**GIVEN TASK:**
Switch "outline" to "boundary" in the data from the first line up to and including the line with "Query: bokeh light spot". Return only those lines, with nothing else changed.

**INPUT RECORDS:**
━━━

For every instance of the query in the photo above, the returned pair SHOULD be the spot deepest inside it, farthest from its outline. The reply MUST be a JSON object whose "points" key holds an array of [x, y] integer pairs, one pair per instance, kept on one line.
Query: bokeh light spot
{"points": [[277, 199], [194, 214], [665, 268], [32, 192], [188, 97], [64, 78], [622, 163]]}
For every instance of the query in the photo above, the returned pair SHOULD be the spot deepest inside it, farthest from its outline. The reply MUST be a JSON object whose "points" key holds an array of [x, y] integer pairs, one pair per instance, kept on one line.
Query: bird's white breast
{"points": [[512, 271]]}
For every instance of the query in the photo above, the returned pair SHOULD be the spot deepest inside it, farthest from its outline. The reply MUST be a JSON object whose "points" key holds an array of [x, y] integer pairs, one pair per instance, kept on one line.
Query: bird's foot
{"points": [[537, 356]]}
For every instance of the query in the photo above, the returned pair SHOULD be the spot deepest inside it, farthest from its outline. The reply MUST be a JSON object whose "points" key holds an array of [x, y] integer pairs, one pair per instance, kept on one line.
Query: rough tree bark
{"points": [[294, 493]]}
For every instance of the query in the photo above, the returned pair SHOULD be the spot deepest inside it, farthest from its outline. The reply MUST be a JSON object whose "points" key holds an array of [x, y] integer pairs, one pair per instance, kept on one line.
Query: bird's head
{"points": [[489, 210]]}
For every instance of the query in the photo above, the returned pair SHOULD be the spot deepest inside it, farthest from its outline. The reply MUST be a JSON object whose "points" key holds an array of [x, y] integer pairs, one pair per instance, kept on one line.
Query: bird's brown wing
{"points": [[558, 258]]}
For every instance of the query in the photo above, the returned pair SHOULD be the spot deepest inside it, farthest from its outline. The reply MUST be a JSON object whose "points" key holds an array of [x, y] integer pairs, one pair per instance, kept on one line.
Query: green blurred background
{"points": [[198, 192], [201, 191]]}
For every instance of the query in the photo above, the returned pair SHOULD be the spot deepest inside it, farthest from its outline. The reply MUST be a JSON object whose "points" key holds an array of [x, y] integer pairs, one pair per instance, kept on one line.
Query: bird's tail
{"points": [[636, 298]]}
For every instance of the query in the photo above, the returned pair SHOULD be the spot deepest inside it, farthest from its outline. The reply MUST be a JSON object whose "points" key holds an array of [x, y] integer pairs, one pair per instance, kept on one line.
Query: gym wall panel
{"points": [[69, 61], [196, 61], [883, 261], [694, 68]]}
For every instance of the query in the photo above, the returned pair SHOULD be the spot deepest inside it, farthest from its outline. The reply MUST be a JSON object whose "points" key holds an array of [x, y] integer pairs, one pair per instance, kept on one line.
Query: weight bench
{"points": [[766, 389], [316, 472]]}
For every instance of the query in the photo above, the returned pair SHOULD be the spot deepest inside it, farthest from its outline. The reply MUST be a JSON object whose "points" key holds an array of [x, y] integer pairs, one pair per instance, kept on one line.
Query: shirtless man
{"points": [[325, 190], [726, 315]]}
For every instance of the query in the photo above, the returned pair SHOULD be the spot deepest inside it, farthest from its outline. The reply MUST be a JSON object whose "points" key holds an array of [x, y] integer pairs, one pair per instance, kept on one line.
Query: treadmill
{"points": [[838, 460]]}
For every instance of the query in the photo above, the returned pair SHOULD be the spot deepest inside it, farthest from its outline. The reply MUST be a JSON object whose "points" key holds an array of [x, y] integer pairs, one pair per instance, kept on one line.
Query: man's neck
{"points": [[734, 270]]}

━━━

**FINISHED ANSWER:**
For every instance of the query in the photo above, the returned pair SHOULD be the spot deepest inside it, farthest from its boundary. The reply MUST be a JSON object whose "points" key holds an array of [x, y] integer pairs, one pair per instance, kept on one line.
Query: bokeh light spot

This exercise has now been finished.